**ZIEL DER ÜBUNG**
Wandle alle folgenden Einträge in eine Markdown-Tabelle mit den Spalten „Nr.“ und „Zeile“ um. Jede Zeile erhält dabei eine fortlaufende Nummer, und Leerzeilen entfallen.

━━ ROHDATEN ━━

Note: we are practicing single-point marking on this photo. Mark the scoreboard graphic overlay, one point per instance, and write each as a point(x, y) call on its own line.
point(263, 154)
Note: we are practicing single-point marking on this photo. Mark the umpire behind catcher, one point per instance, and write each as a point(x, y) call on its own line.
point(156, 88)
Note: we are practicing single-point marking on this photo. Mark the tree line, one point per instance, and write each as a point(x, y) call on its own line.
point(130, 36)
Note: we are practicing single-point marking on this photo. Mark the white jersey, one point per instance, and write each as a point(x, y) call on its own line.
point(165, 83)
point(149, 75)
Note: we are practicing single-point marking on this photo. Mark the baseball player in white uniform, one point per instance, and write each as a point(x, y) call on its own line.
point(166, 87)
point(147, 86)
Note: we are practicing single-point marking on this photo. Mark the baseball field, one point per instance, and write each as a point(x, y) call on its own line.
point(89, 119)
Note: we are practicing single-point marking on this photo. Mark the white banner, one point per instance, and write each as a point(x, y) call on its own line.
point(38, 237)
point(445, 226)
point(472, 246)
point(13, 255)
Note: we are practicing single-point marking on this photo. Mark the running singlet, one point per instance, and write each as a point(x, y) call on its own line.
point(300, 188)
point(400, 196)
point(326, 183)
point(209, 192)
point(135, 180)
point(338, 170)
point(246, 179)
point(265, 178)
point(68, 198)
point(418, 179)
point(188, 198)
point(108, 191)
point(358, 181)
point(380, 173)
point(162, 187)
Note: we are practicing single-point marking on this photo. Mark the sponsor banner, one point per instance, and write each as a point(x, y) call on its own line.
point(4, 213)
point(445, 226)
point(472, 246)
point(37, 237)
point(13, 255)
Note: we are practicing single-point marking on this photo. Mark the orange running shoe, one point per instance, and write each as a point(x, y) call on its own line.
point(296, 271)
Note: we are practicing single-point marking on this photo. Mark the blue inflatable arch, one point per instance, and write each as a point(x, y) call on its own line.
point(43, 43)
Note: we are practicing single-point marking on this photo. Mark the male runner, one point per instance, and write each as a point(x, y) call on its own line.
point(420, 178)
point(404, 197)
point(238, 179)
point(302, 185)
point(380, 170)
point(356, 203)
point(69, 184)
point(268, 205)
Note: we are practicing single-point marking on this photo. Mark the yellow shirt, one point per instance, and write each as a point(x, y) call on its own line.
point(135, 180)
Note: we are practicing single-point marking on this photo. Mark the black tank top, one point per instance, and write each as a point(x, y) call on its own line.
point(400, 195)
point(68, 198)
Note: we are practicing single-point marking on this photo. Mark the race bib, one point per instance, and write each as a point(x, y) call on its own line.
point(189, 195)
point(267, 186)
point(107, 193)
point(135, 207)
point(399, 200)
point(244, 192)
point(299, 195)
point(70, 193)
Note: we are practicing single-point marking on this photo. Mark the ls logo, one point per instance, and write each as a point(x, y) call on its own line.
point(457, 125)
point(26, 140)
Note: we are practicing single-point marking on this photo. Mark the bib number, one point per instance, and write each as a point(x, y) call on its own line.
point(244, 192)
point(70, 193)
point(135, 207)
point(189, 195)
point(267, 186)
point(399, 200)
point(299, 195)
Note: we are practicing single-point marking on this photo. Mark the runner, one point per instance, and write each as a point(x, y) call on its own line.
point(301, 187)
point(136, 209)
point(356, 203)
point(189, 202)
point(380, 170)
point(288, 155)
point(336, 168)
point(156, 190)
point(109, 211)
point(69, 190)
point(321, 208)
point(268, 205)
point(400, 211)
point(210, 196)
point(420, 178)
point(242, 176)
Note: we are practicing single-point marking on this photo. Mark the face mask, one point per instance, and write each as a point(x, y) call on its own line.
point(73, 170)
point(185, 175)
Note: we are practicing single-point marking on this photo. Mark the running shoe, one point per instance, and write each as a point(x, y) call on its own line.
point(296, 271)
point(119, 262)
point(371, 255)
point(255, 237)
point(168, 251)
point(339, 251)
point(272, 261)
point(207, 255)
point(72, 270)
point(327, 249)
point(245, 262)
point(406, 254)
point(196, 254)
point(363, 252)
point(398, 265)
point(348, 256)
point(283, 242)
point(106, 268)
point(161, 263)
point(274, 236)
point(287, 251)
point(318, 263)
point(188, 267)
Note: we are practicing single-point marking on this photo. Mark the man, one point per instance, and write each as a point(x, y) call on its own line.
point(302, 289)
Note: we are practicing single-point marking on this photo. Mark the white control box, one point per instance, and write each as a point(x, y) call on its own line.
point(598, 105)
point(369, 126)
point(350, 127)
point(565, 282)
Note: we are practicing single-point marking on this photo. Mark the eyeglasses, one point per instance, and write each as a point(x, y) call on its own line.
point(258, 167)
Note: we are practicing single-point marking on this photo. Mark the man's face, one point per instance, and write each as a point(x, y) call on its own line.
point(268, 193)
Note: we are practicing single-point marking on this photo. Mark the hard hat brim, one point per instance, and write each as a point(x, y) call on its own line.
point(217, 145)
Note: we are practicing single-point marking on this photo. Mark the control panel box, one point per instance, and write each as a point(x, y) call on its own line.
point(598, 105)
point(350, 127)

━━━

**ERGEBNIS DER AUFGABE**
| Nr. | Zeile |
|---|---|
| 1 | Note: we are practicing single-point marking on this photo. Mark the scoreboard graphic overlay, one point per instance, and write each as a point(x, y) call on its own line. |
| 2 | point(263, 154) |
| 3 | Note: we are practicing single-point marking on this photo. Mark the umpire behind catcher, one point per instance, and write each as a point(x, y) call on its own line. |
| 4 | point(156, 88) |
| 5 | Note: we are practicing single-point marking on this photo. Mark the tree line, one point per instance, and write each as a point(x, y) call on its own line. |
| 6 | point(130, 36) |
| 7 | Note: we are practicing single-point marking on this photo. Mark the white jersey, one point per instance, and write each as a point(x, y) call on its own line. |
| 8 | point(165, 83) |
| 9 | point(149, 75) |
| 10 | Note: we are practicing single-point marking on this photo. Mark the baseball player in white uniform, one point per instance, and write each as a point(x, y) call on its own line. |
| 11 | point(166, 87) |
| 12 | point(147, 86) |
| 13 | Note: we are practicing single-point marking on this photo. Mark the baseball field, one point per instance, and write each as a point(x, y) call on its own line. |
| 14 | point(89, 119) |
| 15 | Note: we are practicing single-point marking on this photo. Mark the white banner, one point per instance, and write each as a point(x, y) call on its own line. |
| 16 | point(38, 237) |
| 17 | point(445, 226) |
| 18 | point(472, 246) |
| 19 | point(13, 255) |
| 20 | Note: we are practicing single-point marking on this photo. Mark the running singlet, one point per instance, and write each as a point(x, y) call on its own line. |
| 21 | point(300, 188) |
| 22 | point(400, 196) |
| 23 | point(326, 183) |
| 24 | point(209, 192) |
| 25 | point(135, 180) |
| 26 | point(338, 170) |
| 27 | point(246, 179) |
| 28 | point(265, 178) |
| 29 | point(68, 198) |
| 30 | point(418, 179) |
| 31 | point(188, 198) |
| 32 | point(108, 191) |
| 33 | point(358, 181) |
| 34 | point(380, 173) |
| 35 | point(162, 187) |
| 36 | Note: we are practicing single-point marking on this photo. Mark the sponsor banner, one point per instance, and write each as a point(x, y) call on its own line. |
| 37 | point(4, 213) |
| 38 | point(445, 226) |
| 39 | point(472, 246) |
| 40 | point(37, 237) |
| 41 | point(13, 255) |
| 42 | Note: we are practicing single-point marking on this photo. Mark the orange running shoe, one point per instance, and write each as a point(x, y) call on its own line. |
| 43 | point(296, 271) |
| 44 | Note: we are practicing single-point marking on this photo. Mark the blue inflatable arch, one point per instance, and write each as a point(x, y) call on its own line. |
| 45 | point(43, 43) |
| 46 | Note: we are practicing single-point marking on this photo. Mark the male runner, one point per instance, and write each as a point(x, y) call on its own line. |
| 47 | point(420, 178) |
| 48 | point(404, 197) |
| 49 | point(238, 179) |
| 50 | point(302, 185) |
| 51 | point(380, 170) |
| 52 | point(356, 203) |
| 53 | point(69, 184) |
| 54 | point(268, 205) |
| 55 | Note: we are practicing single-point marking on this photo. Mark the yellow shirt, one point per instance, and write each as a point(x, y) call on its own line. |
| 56 | point(135, 180) |
| 57 | Note: we are practicing single-point marking on this photo. Mark the black tank top, one point per instance, and write each as a point(x, y) call on its own line. |
| 58 | point(400, 195) |
| 59 | point(68, 198) |
| 60 | Note: we are practicing single-point marking on this photo. Mark the race bib, one point per instance, and write each as a point(x, y) call on its own line. |
| 61 | point(189, 195) |
| 62 | point(267, 186) |
| 63 | point(107, 193) |
| 64 | point(135, 207) |
| 65 | point(399, 200) |
| 66 | point(244, 192) |
| 67 | point(299, 195) |
| 68 | point(70, 193) |
| 69 | Note: we are practicing single-point marking on this photo. Mark the ls logo, one point per instance, and write each as a point(x, y) call on its own line. |
| 70 | point(457, 125) |
| 71 | point(26, 140) |
| 72 | Note: we are practicing single-point marking on this photo. Mark the bib number, one point per instance, and write each as a point(x, y) call on its own line. |
| 73 | point(244, 192) |
| 74 | point(70, 193) |
| 75 | point(135, 207) |
| 76 | point(189, 195) |
| 77 | point(267, 186) |
| 78 | point(399, 200) |
| 79 | point(299, 195) |
| 80 | Note: we are practicing single-point marking on this photo. Mark the runner, one point per instance, and write each as a point(x, y) call on its own line. |
| 81 | point(301, 187) |
| 82 | point(136, 209) |
| 83 | point(356, 203) |
| 84 | point(189, 202) |
| 85 | point(380, 170) |
| 86 | point(288, 155) |
| 87 | point(336, 168) |
| 88 | point(156, 190) |
| 89 | point(109, 211) |
| 90 | point(69, 190) |
| 91 | point(321, 208) |
| 92 | point(268, 205) |
| 93 | point(400, 211) |
| 94 | point(210, 196) |
| 95 | point(420, 178) |
| 96 | point(242, 176) |
| 97 | Note: we are practicing single-point marking on this photo. Mark the face mask, one point per instance, and write each as a point(x, y) call on its own line. |
| 98 | point(73, 170) |
| 99 | point(185, 175) |
| 100 | Note: we are practicing single-point marking on this photo. Mark the running shoe, one point per instance, and write each as a point(x, y) call on its own line. |
| 101 | point(296, 271) |
| 102 | point(119, 262) |
| 103 | point(371, 255) |
| 104 | point(255, 237) |
| 105 | point(168, 251) |
| 106 | point(339, 251) |
| 107 | point(272, 261) |
| 108 | point(207, 255) |
| 109 | point(72, 270) |
| 110 | point(327, 249) |
| 111 | point(245, 262) |
| 112 | point(406, 254) |
| 113 | point(196, 254) |
| 114 | point(363, 252) |
| 115 | point(398, 265) |
| 116 | point(348, 256) |
| 117 | point(283, 242) |
| 118 | point(106, 268) |
| 119 | point(161, 263) |
| 120 | point(274, 236) |
| 121 | point(287, 251) |
| 122 | point(318, 263) |
| 123 | point(188, 267) |
| 124 | Note: we are practicing single-point marking on this photo. Mark the man, one point per instance, and write each as a point(x, y) call on its own line. |
| 125 | point(302, 289) |
| 126 | Note: we are practicing single-point marking on this photo. Mark the white control box, one point per instance, and write each as a point(x, y) call on its own line. |
| 127 | point(598, 105) |
| 128 | point(369, 126) |
| 129 | point(350, 127) |
| 130 | point(565, 282) |
| 131 | Note: we are practicing single-point marking on this photo. Mark the eyeglasses, one point per instance, and write each as a point(x, y) call on its own line. |
| 132 | point(258, 167) |
| 133 | Note: we are practicing single-point marking on this photo. Mark the man's face, one point per instance, and write each as a point(x, y) call on its own line. |
| 134 | point(268, 193) |
| 135 | Note: we are practicing single-point marking on this photo. Mark the hard hat brim, one point per instance, and write each as a point(x, y) call on its own line. |
| 136 | point(217, 145) |
| 137 | Note: we are practicing single-point marking on this photo. Mark the control panel box, one point per instance, and write each as a point(x, y) call on its own line. |
| 138 | point(598, 105) |
| 139 | point(350, 127) |